— Start TASK MATERIAL —

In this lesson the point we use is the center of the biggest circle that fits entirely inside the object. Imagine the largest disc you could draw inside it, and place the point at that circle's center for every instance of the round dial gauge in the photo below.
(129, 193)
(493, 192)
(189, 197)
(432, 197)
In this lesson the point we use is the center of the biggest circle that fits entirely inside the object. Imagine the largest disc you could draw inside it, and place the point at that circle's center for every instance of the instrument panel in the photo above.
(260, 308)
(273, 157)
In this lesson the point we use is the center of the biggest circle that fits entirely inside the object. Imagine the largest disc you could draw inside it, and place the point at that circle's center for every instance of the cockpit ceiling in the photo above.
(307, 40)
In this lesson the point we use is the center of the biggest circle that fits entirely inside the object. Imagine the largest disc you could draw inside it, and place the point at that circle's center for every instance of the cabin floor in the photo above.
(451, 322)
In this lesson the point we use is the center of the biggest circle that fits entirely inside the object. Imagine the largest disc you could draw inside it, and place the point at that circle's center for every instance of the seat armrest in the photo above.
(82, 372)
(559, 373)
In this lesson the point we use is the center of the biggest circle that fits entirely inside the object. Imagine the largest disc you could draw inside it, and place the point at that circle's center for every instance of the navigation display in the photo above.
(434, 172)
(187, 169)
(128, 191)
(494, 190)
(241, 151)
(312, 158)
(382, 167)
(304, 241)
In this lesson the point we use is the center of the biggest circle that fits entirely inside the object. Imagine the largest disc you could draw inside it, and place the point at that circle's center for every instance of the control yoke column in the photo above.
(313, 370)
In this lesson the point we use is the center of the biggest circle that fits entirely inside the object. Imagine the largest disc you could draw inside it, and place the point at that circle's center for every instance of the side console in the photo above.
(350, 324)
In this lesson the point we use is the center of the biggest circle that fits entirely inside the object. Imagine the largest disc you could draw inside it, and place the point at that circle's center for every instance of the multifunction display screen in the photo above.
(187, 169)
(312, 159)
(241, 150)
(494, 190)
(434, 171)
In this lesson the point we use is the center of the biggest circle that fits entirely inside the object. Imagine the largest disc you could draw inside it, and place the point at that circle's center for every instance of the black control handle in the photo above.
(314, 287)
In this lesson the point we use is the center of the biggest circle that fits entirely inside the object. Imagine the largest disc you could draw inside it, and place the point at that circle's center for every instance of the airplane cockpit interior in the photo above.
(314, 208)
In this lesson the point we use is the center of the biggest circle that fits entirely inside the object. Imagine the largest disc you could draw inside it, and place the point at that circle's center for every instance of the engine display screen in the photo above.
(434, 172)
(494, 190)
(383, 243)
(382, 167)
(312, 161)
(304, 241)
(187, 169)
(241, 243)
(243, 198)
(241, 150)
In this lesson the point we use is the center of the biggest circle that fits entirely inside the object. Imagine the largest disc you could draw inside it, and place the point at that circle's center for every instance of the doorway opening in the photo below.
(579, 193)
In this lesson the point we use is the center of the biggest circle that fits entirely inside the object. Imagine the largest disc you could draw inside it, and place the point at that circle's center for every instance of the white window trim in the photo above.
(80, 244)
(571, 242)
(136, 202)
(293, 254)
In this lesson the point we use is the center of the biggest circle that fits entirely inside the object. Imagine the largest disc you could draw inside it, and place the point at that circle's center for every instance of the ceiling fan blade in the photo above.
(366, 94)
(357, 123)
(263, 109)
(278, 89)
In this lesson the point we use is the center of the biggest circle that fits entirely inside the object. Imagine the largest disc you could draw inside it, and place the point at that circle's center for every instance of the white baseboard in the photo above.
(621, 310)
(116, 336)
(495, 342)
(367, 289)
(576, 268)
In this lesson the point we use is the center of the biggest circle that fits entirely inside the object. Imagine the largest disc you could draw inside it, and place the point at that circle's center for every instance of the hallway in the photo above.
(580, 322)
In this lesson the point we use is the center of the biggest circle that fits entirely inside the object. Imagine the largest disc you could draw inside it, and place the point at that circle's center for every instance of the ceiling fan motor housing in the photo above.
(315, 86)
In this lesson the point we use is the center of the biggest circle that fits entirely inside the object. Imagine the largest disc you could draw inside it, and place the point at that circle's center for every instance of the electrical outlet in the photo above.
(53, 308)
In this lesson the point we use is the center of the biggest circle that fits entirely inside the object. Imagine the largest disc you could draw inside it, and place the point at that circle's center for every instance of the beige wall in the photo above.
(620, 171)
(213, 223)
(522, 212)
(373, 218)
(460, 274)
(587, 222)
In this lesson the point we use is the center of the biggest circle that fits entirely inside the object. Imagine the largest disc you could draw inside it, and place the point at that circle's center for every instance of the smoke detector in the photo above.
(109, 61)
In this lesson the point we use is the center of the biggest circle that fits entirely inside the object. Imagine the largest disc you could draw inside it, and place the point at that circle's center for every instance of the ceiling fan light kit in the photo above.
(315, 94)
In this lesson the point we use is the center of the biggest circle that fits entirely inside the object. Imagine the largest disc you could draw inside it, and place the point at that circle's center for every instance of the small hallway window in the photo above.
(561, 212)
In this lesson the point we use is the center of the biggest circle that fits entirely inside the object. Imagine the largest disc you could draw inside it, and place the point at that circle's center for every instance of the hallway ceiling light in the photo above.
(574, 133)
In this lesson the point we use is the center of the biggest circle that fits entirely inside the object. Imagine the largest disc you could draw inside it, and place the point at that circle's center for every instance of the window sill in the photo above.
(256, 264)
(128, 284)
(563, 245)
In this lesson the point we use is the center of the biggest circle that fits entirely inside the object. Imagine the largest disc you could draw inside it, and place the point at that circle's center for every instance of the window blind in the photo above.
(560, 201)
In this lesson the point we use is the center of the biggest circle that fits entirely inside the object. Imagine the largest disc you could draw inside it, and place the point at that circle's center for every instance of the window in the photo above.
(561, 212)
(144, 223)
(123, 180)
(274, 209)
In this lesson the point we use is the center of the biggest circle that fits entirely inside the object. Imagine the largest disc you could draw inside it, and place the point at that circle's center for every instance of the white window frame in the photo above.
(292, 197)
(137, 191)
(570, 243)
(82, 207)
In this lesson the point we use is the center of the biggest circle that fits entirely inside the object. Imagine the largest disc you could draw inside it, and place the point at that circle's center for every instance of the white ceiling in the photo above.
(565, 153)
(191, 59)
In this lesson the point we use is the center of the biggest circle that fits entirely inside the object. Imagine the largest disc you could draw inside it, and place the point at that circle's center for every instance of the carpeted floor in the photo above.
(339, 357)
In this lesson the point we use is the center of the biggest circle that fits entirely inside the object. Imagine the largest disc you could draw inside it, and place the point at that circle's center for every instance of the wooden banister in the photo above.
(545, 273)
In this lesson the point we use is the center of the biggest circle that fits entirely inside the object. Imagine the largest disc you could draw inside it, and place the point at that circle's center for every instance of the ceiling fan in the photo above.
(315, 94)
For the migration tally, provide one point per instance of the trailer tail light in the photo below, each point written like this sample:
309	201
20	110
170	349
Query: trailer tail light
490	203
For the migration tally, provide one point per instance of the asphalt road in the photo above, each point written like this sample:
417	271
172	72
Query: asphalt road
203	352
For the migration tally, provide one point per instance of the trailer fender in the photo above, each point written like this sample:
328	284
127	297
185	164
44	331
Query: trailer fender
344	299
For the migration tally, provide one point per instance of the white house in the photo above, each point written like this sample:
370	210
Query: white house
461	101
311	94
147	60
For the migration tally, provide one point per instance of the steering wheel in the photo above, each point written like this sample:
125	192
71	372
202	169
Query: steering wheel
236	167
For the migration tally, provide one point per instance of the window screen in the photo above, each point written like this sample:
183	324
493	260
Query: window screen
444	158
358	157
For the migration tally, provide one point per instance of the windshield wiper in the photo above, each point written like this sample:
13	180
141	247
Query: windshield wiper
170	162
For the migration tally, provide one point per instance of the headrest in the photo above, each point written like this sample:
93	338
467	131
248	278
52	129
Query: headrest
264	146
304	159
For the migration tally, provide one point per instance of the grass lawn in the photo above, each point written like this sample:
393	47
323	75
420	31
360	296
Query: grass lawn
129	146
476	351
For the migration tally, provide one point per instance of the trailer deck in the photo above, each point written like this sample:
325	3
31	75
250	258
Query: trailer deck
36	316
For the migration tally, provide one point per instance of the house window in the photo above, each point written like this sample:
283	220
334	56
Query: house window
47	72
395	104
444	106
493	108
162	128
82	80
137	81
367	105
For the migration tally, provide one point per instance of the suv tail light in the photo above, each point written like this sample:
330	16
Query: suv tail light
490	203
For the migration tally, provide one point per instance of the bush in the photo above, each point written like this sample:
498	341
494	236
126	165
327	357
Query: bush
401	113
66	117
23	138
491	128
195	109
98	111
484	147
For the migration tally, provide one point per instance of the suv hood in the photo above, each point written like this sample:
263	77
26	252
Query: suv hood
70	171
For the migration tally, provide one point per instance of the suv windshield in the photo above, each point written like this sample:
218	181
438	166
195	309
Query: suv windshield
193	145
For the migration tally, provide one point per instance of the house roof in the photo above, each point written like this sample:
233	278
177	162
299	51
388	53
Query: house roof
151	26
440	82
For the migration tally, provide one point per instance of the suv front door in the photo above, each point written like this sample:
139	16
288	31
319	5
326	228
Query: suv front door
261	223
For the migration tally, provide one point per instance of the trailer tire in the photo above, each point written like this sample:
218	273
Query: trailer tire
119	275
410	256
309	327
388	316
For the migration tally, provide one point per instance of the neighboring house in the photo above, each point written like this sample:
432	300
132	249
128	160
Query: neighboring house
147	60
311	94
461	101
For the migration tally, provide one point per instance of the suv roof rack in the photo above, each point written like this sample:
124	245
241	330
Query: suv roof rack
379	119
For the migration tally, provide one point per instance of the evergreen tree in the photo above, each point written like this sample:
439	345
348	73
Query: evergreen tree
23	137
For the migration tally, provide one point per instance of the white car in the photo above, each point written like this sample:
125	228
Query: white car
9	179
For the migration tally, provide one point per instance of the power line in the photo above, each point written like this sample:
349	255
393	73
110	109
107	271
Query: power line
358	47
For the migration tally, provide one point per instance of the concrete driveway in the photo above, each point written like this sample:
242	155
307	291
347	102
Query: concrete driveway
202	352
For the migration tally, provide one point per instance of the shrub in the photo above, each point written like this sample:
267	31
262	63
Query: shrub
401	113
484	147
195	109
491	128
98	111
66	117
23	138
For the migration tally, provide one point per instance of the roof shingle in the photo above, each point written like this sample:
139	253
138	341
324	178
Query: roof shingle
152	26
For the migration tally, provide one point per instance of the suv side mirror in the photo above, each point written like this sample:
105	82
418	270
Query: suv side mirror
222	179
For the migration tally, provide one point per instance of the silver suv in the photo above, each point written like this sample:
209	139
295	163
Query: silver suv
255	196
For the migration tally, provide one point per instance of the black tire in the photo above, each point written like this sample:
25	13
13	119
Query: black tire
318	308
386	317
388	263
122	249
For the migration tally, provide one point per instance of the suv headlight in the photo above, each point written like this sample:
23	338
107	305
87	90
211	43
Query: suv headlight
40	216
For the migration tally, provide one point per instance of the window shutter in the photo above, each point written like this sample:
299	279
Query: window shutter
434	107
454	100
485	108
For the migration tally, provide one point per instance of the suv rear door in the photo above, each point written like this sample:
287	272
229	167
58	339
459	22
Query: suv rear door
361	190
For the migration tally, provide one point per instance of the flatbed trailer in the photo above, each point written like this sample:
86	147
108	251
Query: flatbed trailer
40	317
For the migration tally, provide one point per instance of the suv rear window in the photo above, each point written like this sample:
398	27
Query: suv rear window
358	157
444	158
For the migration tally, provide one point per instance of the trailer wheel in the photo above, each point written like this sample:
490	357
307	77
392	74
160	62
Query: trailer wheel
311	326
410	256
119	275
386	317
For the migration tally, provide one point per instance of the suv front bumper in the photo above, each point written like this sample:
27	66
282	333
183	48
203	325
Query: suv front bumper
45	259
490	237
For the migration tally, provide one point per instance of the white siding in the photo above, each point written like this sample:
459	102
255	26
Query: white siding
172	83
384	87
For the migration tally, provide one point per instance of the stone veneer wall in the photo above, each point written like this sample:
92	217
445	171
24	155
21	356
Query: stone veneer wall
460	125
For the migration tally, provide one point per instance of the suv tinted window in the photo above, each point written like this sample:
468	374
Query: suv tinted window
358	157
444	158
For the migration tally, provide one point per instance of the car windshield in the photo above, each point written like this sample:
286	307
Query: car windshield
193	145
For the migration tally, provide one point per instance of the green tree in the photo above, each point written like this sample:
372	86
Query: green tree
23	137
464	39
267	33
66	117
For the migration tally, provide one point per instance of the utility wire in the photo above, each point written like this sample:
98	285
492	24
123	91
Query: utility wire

— End TASK MATERIAL —

## EXERCISE OBJECTIVE
Give back, unchanged, every line from the one with "of the stone" to the end of the entries above.

## EXERCISE RESULT
For the migration tally, provide one point per instance of the stone veneer wall in the photo above, each point written like this sample:
92	217
445	171
24	155
21	356
Query: stone veneer wall
460	125
For the migration tally, provide one point per instance of the suv tinted window in the photo above, each point written like this sample:
468	374
Query: suv tinted window
358	157
444	158
For the migration tally, provide one point per instance of the car windshield in the photo above, each point written like this sample:
286	307
Query: car windshield
193	145
For the migration tally, provide one point per instance of the green tree in the photo above, each point written like this sample:
372	86
Query: green tree
23	137
464	39
267	33
66	117
For the migration tally, provide one point per instance of the utility wire in the photo above, each point written like this sample:
98	285
492	24
123	91
Query: utility wire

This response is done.